:: The task ::
Carry none of the pictures over; set down the material below exactly.

:: Source material ::
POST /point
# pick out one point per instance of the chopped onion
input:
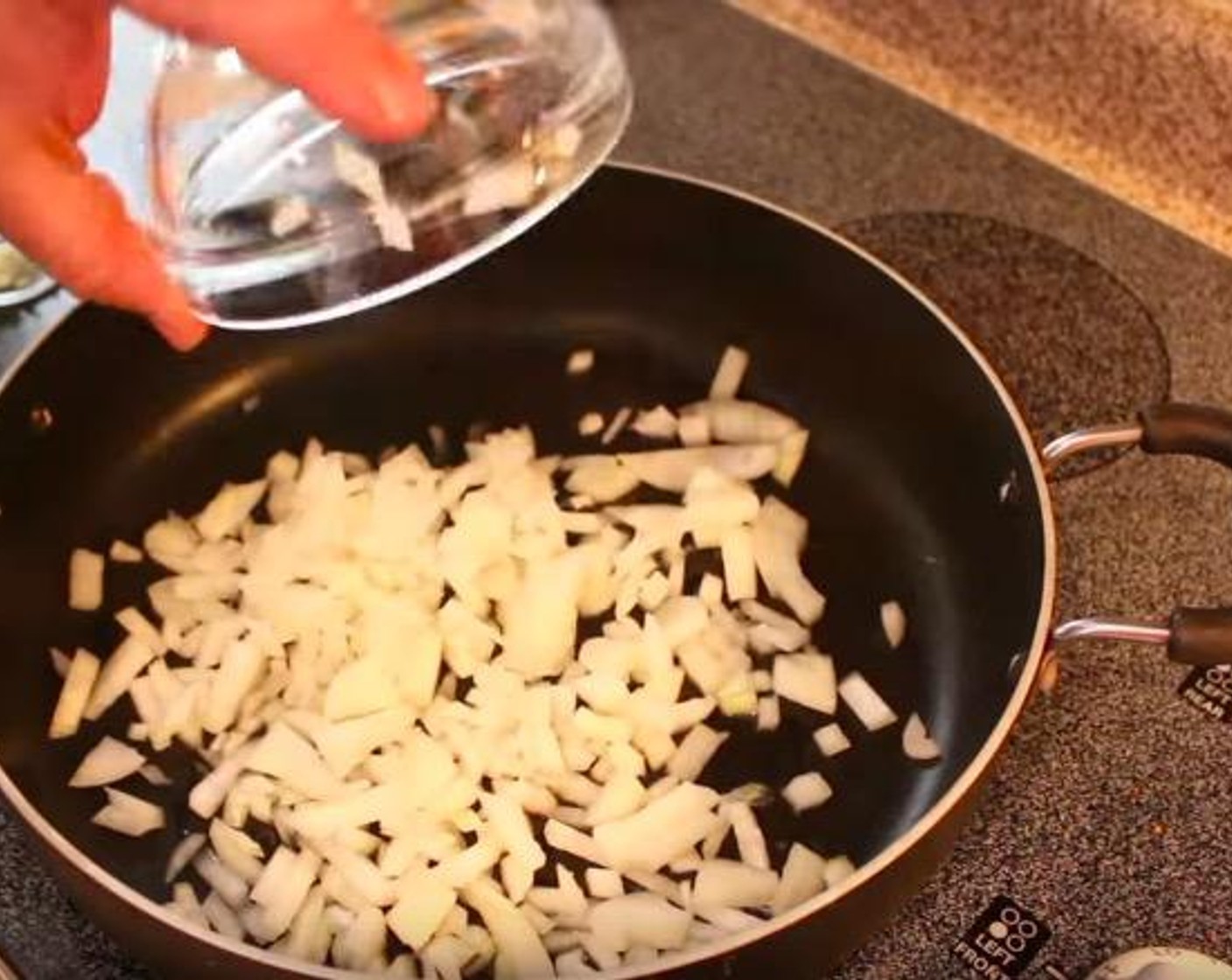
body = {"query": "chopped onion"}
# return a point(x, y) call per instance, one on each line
point(730, 884)
point(791, 456)
point(730, 374)
point(673, 469)
point(640, 920)
point(124, 554)
point(508, 186)
point(749, 840)
point(803, 875)
point(616, 425)
point(694, 431)
point(290, 214)
point(154, 775)
point(130, 815)
point(865, 703)
point(220, 917)
point(655, 423)
point(85, 579)
point(893, 624)
point(917, 742)
point(807, 792)
point(767, 714)
point(604, 883)
point(807, 679)
point(580, 361)
point(661, 831)
point(730, 421)
point(183, 856)
point(591, 424)
point(832, 739)
point(695, 752)
point(74, 696)
point(778, 539)
point(108, 762)
point(117, 676)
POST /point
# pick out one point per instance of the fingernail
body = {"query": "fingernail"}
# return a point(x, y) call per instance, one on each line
point(402, 97)
point(183, 331)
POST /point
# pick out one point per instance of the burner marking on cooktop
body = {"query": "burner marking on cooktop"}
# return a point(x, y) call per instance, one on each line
point(1208, 690)
point(1003, 941)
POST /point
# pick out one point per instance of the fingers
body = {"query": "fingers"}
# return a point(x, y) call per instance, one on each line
point(73, 223)
point(328, 48)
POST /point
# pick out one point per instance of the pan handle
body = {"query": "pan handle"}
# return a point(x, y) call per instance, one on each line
point(1194, 636)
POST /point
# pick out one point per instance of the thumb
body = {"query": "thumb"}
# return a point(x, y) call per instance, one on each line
point(73, 223)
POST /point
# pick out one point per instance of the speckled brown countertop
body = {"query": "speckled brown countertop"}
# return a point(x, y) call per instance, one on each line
point(1134, 96)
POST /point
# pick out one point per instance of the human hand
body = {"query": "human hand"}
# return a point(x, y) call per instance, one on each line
point(53, 75)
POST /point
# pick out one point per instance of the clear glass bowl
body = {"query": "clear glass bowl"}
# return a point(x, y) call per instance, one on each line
point(272, 214)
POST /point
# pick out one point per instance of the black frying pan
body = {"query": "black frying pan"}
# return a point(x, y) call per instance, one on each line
point(920, 485)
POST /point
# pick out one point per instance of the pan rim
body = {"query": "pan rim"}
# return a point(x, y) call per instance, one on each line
point(935, 815)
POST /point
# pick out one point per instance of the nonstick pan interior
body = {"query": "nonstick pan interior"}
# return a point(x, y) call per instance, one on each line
point(918, 486)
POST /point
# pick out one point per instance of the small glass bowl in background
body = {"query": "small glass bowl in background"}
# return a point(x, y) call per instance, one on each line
point(21, 281)
point(272, 214)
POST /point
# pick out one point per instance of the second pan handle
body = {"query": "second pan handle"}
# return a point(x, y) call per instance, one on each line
point(1193, 636)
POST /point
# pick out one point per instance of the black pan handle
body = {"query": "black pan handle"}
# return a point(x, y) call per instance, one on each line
point(1194, 636)
point(1178, 429)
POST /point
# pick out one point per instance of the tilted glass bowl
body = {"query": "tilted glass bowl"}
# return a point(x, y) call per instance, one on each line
point(272, 214)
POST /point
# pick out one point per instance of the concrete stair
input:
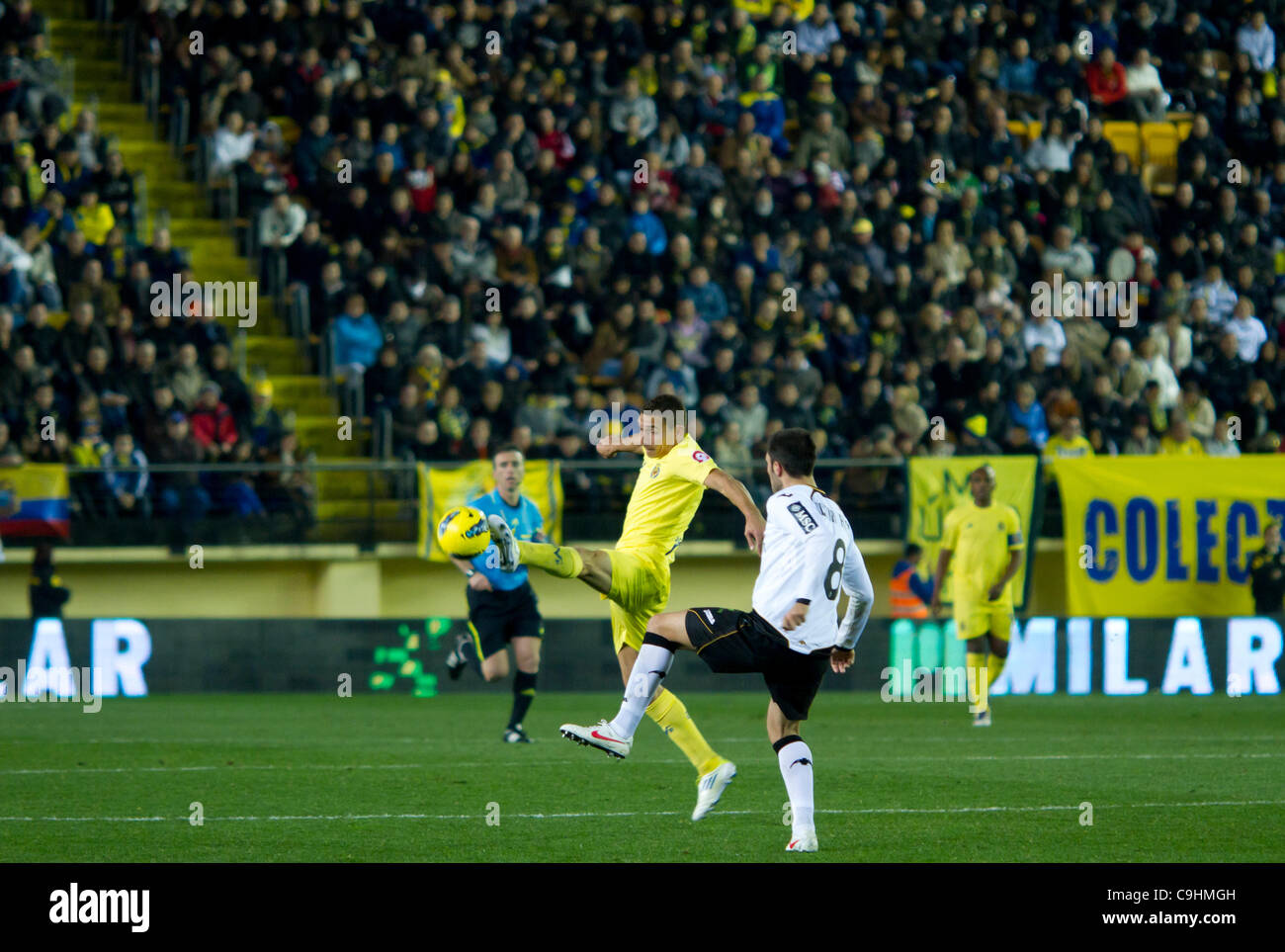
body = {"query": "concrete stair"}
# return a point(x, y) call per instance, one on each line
point(345, 498)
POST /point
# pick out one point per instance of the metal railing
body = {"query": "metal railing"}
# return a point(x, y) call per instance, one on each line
point(372, 501)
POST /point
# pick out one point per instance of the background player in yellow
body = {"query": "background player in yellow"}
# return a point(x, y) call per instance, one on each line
point(985, 539)
point(635, 574)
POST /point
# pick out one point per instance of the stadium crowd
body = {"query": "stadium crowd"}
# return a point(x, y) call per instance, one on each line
point(510, 216)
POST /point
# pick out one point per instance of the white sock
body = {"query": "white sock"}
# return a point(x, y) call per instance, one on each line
point(649, 667)
point(796, 761)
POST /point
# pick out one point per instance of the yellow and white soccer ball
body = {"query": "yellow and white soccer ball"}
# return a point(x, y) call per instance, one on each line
point(463, 532)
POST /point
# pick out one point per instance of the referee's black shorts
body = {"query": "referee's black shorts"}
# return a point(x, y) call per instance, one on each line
point(499, 616)
point(744, 643)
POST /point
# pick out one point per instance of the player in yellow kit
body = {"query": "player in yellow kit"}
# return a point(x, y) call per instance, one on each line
point(635, 574)
point(985, 537)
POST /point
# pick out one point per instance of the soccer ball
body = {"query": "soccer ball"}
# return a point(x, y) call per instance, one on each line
point(463, 532)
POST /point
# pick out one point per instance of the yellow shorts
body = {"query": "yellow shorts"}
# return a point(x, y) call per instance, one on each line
point(980, 620)
point(641, 588)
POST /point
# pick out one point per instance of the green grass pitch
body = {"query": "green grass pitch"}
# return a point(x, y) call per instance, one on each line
point(306, 777)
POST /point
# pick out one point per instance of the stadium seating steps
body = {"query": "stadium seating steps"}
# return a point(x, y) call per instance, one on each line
point(102, 86)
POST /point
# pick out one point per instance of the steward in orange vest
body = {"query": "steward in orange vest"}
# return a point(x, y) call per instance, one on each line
point(910, 595)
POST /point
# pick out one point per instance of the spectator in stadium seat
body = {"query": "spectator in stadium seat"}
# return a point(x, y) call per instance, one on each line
point(187, 378)
point(1220, 442)
point(213, 424)
point(1198, 410)
point(1178, 441)
point(356, 344)
point(125, 476)
point(1157, 370)
point(1028, 415)
point(1106, 84)
point(1258, 40)
point(1147, 95)
point(232, 142)
point(1249, 331)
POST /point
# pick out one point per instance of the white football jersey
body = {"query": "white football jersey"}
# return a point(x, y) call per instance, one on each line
point(809, 556)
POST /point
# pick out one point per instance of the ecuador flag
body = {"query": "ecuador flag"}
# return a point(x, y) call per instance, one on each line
point(34, 500)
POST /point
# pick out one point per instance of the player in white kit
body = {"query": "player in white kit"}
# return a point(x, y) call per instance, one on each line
point(789, 636)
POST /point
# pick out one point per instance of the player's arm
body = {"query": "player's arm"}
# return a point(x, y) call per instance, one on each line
point(943, 564)
point(818, 554)
point(1014, 540)
point(476, 581)
point(611, 446)
point(861, 600)
point(735, 492)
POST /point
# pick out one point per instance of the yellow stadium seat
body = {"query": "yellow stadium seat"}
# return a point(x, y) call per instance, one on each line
point(1159, 180)
point(1160, 142)
point(1182, 124)
point(1125, 136)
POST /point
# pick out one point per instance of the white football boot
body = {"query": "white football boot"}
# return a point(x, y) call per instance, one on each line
point(505, 541)
point(602, 736)
point(802, 843)
point(710, 788)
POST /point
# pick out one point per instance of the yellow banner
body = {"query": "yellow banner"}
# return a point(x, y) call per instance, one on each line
point(1165, 536)
point(937, 484)
point(441, 489)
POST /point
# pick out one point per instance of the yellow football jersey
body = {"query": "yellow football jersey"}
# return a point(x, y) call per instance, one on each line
point(981, 540)
point(664, 497)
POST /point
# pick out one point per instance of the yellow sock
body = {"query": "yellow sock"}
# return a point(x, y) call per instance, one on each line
point(978, 680)
point(671, 715)
point(563, 562)
point(993, 667)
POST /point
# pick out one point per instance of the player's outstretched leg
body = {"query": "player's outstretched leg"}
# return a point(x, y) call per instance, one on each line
point(526, 654)
point(590, 565)
point(978, 680)
point(616, 736)
point(466, 654)
point(714, 772)
point(795, 758)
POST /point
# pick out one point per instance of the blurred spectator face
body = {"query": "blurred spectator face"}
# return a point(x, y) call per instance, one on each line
point(427, 433)
point(870, 390)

:: Written response ::
POST /point
# pick out one point per instance of the chopped onion
input:
body = {"query": "chopped onion"}
# return a point(x, y) call per instance, one on each line
point(730, 884)
point(791, 456)
point(730, 374)
point(673, 469)
point(640, 920)
point(124, 554)
point(508, 186)
point(749, 840)
point(803, 875)
point(616, 425)
point(694, 431)
point(290, 214)
point(154, 775)
point(130, 815)
point(865, 703)
point(220, 917)
point(655, 423)
point(85, 579)
point(893, 624)
point(917, 742)
point(807, 792)
point(767, 714)
point(604, 883)
point(807, 679)
point(580, 361)
point(661, 831)
point(730, 421)
point(183, 856)
point(591, 424)
point(832, 739)
point(695, 752)
point(74, 696)
point(778, 539)
point(108, 762)
point(117, 676)
POST /point
# pick out one point per instance of the fingernail
body = {"query": "fingernail"}
# return a point(x, y) call per instance, one on each line
point(402, 97)
point(183, 331)
POST /point
# pick out one point per instance of the burner marking on cooktop
body = {"query": "burner marking on cooktop"}
# return a point(x, y) call per instance, one on each line
point(1208, 690)
point(1003, 941)
POST /point
# pick out one point per instance of the fingers
body = {"query": "fingers"}
# return a point(x, y) call per instance, one on each line
point(73, 223)
point(328, 48)
POST /point
# pick out one point per instance of the pan handle
body = {"query": "pan handle"}
# return a point(x, y) call per instance, one on each line
point(1194, 636)
POST /point
# pick out one point per instance of the thumb
body = {"query": "thumb"}
# return a point(x, y) call per instance, one on each line
point(73, 223)
POST /point
# pick out one point per instance of the speckled brown countertop
body = {"query": "speckled brown countertop"}
# return a point(x, y) call per instance, one on each line
point(1134, 96)
POST /point
# pick out one point per instance of the human hand
body = {"query": "human hand"}
# return a point(x, y) call per instance, one on each line
point(53, 75)
POST /point
# pick out one point per instance of the clear glass bowl
body = {"query": "clear glass bowl"}
# return a point(x, y) call per instance, one on each line
point(272, 214)
POST /point
# pick out one point per instance of the black frying pan
body = {"query": "black frying pan"}
# return a point(x, y) call per instance, one on each line
point(920, 485)
POST /point
# pick out one point per instance of the pan rim
body = {"query": "pan rim"}
# return a point(x, y) call per instance, one on each line
point(935, 815)
POST /point
# pick out one point per instance of the nonstick pan interior
body = {"query": "nonstick pan interior"}
# return a point(x, y) call per instance, one on each line
point(918, 486)
POST /point
# pick out one point per instance of the small glass bowl in background
body = {"query": "small glass bowl in background"}
# return a point(x, y) call per instance, one on each line
point(21, 281)
point(272, 214)
POST /point
# pick out one point per instance of the second pan handle
body = {"query": "second pan handle"}
# return a point(x, y) call per instance, one on each line
point(1193, 636)
POST /point
# pick out one point per instance of the black pan handle
body = {"query": "black pan handle"}
# return a point(x, y) call per instance, one on each line
point(1194, 636)
point(1178, 429)
POST /point
# pick out one point per instance of the tilted glass bowl
body = {"query": "tilted glass bowl"}
# return a point(x, y) call per instance, one on each line
point(272, 214)
POST /point
# pick out one point per instance of the concrete stair
input:
body = {"query": "concrete stair"}
# return a point(x, y) call per instance, one on each line
point(345, 498)
POST /point
# pick out one point per instance of the metal railing
body = {"query": "metal railing"}
# return a point(x, y) call per instance, one on each line
point(372, 501)
POST /point
# pick out one point per instance of the background player in yellow
body = {"query": "background player in yellow"}
# return a point(x, y) call per instance, one on each line
point(985, 539)
point(635, 574)
POST /point
# pick out one point per instance of the stadium crowd
body = {"query": "stadium crowd"}
# return a point(x, y) call per instance, one on each line
point(510, 216)
POST /point
# pick out one point per instance of the white sock
body = {"query": "white sock"}
# return a point(x, y) call per instance, one on each line
point(649, 667)
point(796, 761)
POST /point
# pick out one point per instance of the yellow and white soccer ball
body = {"query": "yellow and white soccer ball"}
# return a point(x, y) call per instance, one on each line
point(463, 532)
POST /point
# pick out one point per instance of the referee's black shorts
body = {"query": "referee's black shorts"}
# return a point(x, y) call per instance, one on each line
point(499, 616)
point(744, 643)
POST /point
# pick out one point per instance of the player in yellow kit
body = {"query": "player in yellow kit"}
# return a point(x, y) call per instance, one on each line
point(635, 574)
point(985, 537)
POST /point
# pick out one point per instance of the soccer ball
body = {"query": "soccer ball"}
# return a point(x, y) call per instance, one on each line
point(463, 532)
POST /point
# pick out one point per instance of the yellow shorts
body = {"query": "yellow shorts"}
# return a point(x, y) call per instance, one on each line
point(980, 620)
point(641, 588)
POST /point
# pick out one point per instance of the green grass pitch
body = {"query": "green grass pitch"}
# return a point(x, y) call per instance, one on each line
point(306, 777)
POST /point
# pick out one point per instance of the stadium seating steps
body = {"query": "stadium seating steps"}
# return a point(x, y) call per instance, one on each line
point(102, 86)
POST /point
# pick out one point per instance of the steward in orange vest
body = {"query": "steward in orange vest"}
# return a point(x, y) call per instance, one on each line
point(910, 595)
POST /point
# pick out one point per instance of the spectator in stadium seat
body = {"query": "spectator in stadium seat"}
# return a point(x, y) call per instance, one on each line
point(187, 378)
point(1220, 442)
point(213, 424)
point(1198, 410)
point(1178, 441)
point(356, 344)
point(125, 476)
point(1157, 370)
point(1028, 415)
point(1106, 84)
point(1258, 40)
point(1147, 95)
point(232, 142)
point(1249, 331)
POST /point
# pick out one point per instance of the white football jersey
body = {"query": "white football jersey"}
# return a point(x, y) call per instance, one on each line
point(809, 556)
POST /point
# pick out one point per instance of the ecuador flag
body = {"query": "ecuador flag"}
# return a point(x, y) call per instance, one on each line
point(34, 500)
POST /point
# pick out one point per instance of the player in white kit
body = {"query": "player in white kit"}
# return a point(x, y) call per instance, one on each line
point(789, 636)
POST /point
# pick out one point per instance of the player's arm
body = {"query": "player's arm"}
# return a point(x, y) call per instance, one on each line
point(943, 564)
point(818, 554)
point(1014, 540)
point(476, 581)
point(611, 446)
point(861, 600)
point(735, 492)
POST /point
# pick out one point per instance of the yellow stadium seat
body = {"query": "yellow stadium seat"}
# return a point(x, y) call per instance, one on each line
point(1159, 180)
point(1160, 142)
point(1182, 124)
point(1125, 136)
POST /point
# pick out one point per instance of the white football boot
body = {"query": "white football boot"}
# return a point(x, y) call per instance, one on each line
point(505, 541)
point(602, 736)
point(802, 843)
point(710, 788)
POST /point
# pick out one point per instance of the yellow banner
body = {"query": "yellow banner"}
# return a point(x, y) call per instance, one on each line
point(1165, 536)
point(937, 484)
point(441, 489)
POST /point
# pick out one point per instance of the yellow football jersey
body = {"query": "yellow football jersey"}
# return a point(x, y) call per instance, one on each line
point(981, 540)
point(664, 497)
POST /point
# pick out one point per instance of the yellow sock
body = {"query": "yellow sock"}
# return a point(x, y) call per instance, one on each line
point(978, 680)
point(671, 715)
point(563, 562)
point(993, 667)
POST /point
# pick out one point per instance of the player's outstretched leg
body = {"query": "player's outstretched leg"}
# return a point(x, y) call per instance, one on each line
point(526, 654)
point(590, 565)
point(978, 680)
point(616, 736)
point(466, 654)
point(714, 772)
point(795, 758)
POST /point
# pick out one point per instance of the blurred spectator face
body = {"query": "blurred spectator face"}
# return a point(x, y) call per instance, one on each line
point(427, 433)
point(870, 390)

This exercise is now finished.